─── Text block
Thursday, 24 July – EU-China summit to take place in Beijing; unlikely to yield a breakthrough in EVs and rare earth talks
Commission President Ursula von der Leyen and Council President Antonio Costa travel to Beijing this week for the long-awaited EU–China summit on 24 July. Expectations in Brussels are low, with both sides entering the talks amid worsening trade tensions, rising strategic mistrust, and an increasingly constrained negotiating space due to the ongoing tariff dispute with the US. Although key outstanding bilateral issues such as Chinese electric vehicle (EV) exports and access to rare earths remain on the table, few anticipate a comprehensive resolution, and the risk of further sector-specific escalation remains high.
──────
**Written request a**: Edit the records from the line containing "Batch job #47 — class: gorilla infant's eye." down through the line containing "5;82;377;366", replacing "locate" with "identify" and leaving everything else unchanged.
─── Data lines
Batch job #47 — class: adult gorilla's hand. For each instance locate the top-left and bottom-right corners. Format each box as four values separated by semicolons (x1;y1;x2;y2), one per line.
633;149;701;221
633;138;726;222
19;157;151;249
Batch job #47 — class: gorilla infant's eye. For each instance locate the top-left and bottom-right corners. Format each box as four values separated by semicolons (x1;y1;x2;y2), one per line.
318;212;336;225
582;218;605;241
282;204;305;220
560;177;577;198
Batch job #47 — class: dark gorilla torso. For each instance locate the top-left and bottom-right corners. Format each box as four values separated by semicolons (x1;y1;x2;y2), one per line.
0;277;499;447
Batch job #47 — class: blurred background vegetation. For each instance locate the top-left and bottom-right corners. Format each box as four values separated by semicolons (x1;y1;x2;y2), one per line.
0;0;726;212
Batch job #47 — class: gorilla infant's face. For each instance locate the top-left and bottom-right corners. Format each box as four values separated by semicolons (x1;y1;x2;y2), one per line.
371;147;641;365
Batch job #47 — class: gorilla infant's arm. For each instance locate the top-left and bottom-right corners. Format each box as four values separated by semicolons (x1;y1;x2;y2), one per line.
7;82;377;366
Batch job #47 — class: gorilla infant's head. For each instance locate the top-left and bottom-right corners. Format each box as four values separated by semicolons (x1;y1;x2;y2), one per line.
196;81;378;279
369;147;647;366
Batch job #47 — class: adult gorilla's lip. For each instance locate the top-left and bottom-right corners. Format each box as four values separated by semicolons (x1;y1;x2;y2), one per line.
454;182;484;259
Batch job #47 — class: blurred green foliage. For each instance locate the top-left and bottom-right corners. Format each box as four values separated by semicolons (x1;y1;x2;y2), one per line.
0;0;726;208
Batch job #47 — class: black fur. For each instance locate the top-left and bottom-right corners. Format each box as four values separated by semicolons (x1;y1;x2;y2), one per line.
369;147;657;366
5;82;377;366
──────
─── Data lines
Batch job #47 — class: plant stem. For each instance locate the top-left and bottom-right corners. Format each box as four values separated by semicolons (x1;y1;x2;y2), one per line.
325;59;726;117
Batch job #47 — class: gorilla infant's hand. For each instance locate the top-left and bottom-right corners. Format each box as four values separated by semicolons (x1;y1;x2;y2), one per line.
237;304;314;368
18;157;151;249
──────
**Written request b**: Reproduce the passage of the EU–China summit text running from "Thursday, 24 July" down to "escalation remains high.", word for word.

**Full answer a**:
Batch job #47 — class: gorilla infant's eye. For each instance identify the top-left and bottom-right corners. Format each box as four values separated by semicolons (x1;y1;x2;y2), one per line.
318;212;336;225
582;218;605;241
282;204;305;220
560;177;577;198
Batch job #47 — class: dark gorilla torso. For each instance identify the top-left and bottom-right corners. Format each box as four values separated by semicolons (x1;y1;x2;y2), one per line.
0;277;499;447
Batch job #47 — class: blurred background vegetation. For each instance identify the top-left and bottom-right corners. Format each box as four values separated by semicolons (x1;y1;x2;y2), one per line.
0;0;726;212
Batch job #47 — class: gorilla infant's face. For each instance identify the top-left and bottom-right corners. Format each box as four values separated by semicolons (x1;y1;x2;y2), one per line.
371;147;641;365
Batch job #47 — class: gorilla infant's arm. For each instance identify the top-left and bottom-right corners. Format each box as four values separated by semicolons (x1;y1;x2;y2), one per line.
7;82;377;366
Batch job #47 — class: gorilla infant's head. For each instance identify the top-left and bottom-right corners. Format each box as four values separated by semicolons (x1;y1;x2;y2), one per line.
196;81;378;279
369;147;647;366
Batch job #47 — class: adult gorilla's lip. For each instance identify the top-left and bottom-right corners. Format each box as four values separated by semicolons (x1;y1;x2;y2), one per line.
454;182;484;259
Batch job #47 — class: blurred green foliage. For each instance identify the top-left and bottom-right corners. Format each box as four values separated by semicolons (x1;y1;x2;y2), one per line.
0;0;726;208
Batch job #47 — class: black fur. For each instance identify the top-left and bottom-right corners. Format each box as four values separated by semicolons (x1;y1;x2;y2), one per line.
369;147;657;366
5;82;377;366

**Full answer b**:
Thursday, 24 July – EU-China summit to take place in Beijing; unlikely to yield a breakthrough in EVs and rare earth talks
Commission President Ursula von der Leyen and Council President Antonio Costa travel to Beijing this week for the long-awaited EU–China summit on 24 July. Expectations in Brussels are low, with both sides entering the talks amid worsening trade tensions, rising strategic mistrust, and an increasingly constrained negotiating space due to the ongoing tariff dispute with the US. Although key outstanding bilateral issues such as Chinese electric vehicle (EV) exports and access to rare earths remain on the table, few anticipate a comprehensive resolution, and the risk of further sector-specific escalation remains high.